PASSAGE:
August 4, 2008
Nature is her classroom:
Ecologist opens doors to living, and learning, from the land
By Carol Clark
For Jessica Seares, ecology and social justice are not just academic subjects — they are a way of life. The Environmental Studies lecturer has wintered in a crude cabin in Alaska; “homesteaded” 64 acres in the Catskill Mountains; worked as an ox drover at a living history museum in New Jersey; slept on an animal skin in a Masai family’s hut in Tanzania; and been arrested for activism in Mexico, Seattle and Columbus, Ga.
“I do feel it’s important to stand up for a cause and, at the same time, if you’re going to be a scientist, to make sure you’re adhering to the rigors of your field,” Seares says.
During the 1999 World Trade Organization gathering in Seattle, before being caught up in a police sweep and spending four days in jail, Seares met a woman from the West Indian island of St. Lucia whose banana farm was affected by deregulation. That led to an invitation to work on the farm, and eventually to Seares’ dissertation on the effects of trade liberalization in the Eastern Caribbean.

PROVIDED DATA:
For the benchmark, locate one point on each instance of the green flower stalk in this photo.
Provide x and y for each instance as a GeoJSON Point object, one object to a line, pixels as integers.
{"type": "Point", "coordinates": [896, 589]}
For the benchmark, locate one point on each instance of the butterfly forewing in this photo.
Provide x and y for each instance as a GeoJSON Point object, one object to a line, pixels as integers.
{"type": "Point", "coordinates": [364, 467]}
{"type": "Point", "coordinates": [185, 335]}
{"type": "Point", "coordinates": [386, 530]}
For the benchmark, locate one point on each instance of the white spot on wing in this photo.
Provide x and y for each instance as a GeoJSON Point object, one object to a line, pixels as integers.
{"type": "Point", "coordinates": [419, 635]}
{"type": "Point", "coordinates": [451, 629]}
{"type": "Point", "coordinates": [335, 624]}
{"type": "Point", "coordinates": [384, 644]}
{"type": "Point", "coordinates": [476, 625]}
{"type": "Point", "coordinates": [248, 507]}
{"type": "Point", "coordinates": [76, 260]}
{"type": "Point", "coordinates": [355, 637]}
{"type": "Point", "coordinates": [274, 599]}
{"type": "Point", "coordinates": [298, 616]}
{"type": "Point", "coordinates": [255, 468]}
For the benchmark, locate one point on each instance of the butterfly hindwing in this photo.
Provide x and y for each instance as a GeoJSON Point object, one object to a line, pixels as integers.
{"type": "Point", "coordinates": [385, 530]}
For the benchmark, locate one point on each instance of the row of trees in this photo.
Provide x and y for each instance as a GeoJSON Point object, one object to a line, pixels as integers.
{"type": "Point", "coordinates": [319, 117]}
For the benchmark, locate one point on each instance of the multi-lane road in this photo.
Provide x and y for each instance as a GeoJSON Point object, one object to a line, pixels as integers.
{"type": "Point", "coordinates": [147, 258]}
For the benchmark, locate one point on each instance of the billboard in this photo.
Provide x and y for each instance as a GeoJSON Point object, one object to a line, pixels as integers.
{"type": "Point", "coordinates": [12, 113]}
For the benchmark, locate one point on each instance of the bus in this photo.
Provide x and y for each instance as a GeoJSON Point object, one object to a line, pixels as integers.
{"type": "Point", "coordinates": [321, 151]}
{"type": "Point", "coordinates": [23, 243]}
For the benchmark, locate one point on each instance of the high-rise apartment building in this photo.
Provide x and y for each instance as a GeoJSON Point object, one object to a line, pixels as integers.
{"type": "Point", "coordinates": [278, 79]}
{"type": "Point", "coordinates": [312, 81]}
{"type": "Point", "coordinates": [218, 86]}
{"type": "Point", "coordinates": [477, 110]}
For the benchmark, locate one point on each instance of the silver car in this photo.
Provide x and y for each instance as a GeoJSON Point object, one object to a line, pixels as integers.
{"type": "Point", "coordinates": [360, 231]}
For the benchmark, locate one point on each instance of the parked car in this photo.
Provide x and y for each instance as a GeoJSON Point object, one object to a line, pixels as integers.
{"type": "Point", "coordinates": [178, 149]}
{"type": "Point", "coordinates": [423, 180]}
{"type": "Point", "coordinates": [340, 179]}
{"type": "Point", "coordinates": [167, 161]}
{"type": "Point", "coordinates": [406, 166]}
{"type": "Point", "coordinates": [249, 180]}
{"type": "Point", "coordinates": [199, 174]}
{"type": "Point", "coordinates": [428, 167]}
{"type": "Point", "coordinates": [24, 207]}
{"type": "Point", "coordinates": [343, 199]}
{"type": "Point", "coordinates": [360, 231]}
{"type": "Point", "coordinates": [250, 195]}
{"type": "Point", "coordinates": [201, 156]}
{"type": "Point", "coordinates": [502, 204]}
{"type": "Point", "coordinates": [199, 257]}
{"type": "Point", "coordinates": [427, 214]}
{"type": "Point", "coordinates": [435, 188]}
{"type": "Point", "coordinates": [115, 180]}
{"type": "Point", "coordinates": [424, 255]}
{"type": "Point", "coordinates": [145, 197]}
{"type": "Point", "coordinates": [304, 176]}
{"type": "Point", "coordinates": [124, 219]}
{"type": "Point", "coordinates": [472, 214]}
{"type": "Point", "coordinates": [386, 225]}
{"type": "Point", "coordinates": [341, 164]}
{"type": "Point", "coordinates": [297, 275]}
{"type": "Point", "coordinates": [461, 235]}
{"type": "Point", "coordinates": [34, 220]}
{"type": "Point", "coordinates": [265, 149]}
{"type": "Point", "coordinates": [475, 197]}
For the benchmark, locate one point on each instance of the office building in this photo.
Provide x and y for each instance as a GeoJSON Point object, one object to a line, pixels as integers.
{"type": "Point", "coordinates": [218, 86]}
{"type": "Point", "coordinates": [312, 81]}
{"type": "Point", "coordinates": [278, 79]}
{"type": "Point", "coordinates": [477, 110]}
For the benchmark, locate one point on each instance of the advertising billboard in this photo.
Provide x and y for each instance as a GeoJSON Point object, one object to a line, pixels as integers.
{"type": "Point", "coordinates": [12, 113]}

EXERCISE TASKS:
a) Return, word for word, the part of the Jessica Seares profile that opens with the words containing "During the 1999" and closes with "the Eastern Caribbean.".
b) According to the Jessica Seares profile, how many acres did Seares homestead in the Catskill Mountains?
c) Write what comes next in the Jessica Seares profile, starting after its final sentence.
The items play no part in what you need to do here.

ANSWERS PER TASK:
a)
During the 1999 World Trade Organization gathering in Seattle, before being caught up in a police sweep and spending four days in jail, Seares met a woman from the West Indian island of St. Lucia whose banana farm was affected by deregulation. That led to an invitation to work on the farm, and eventually to Seares’ dissertation on the effects of trade liberalization in the Eastern Caribbean.

b) 64 acres

c)
Seares’ perspective changed through her research, as she discovered many shades of gray in the struggle between local farms and globalization.
“It’s such a complicated issue. That’s what I love about science,” she says. “When you allow yourself to be falsified, sometimes you find out that what you think you’re seeing is not necessarily the full picture.”
Before joining Emory last fall, Seares taught a mobile political ecology course for Boston University. The class spent nine months on the road, studying the response to environmental degradation among communities in England, India, Mexico, New Zealand and Tanzania. They sometimes slept in barns, under a tree, or on the floor of a local family’s home.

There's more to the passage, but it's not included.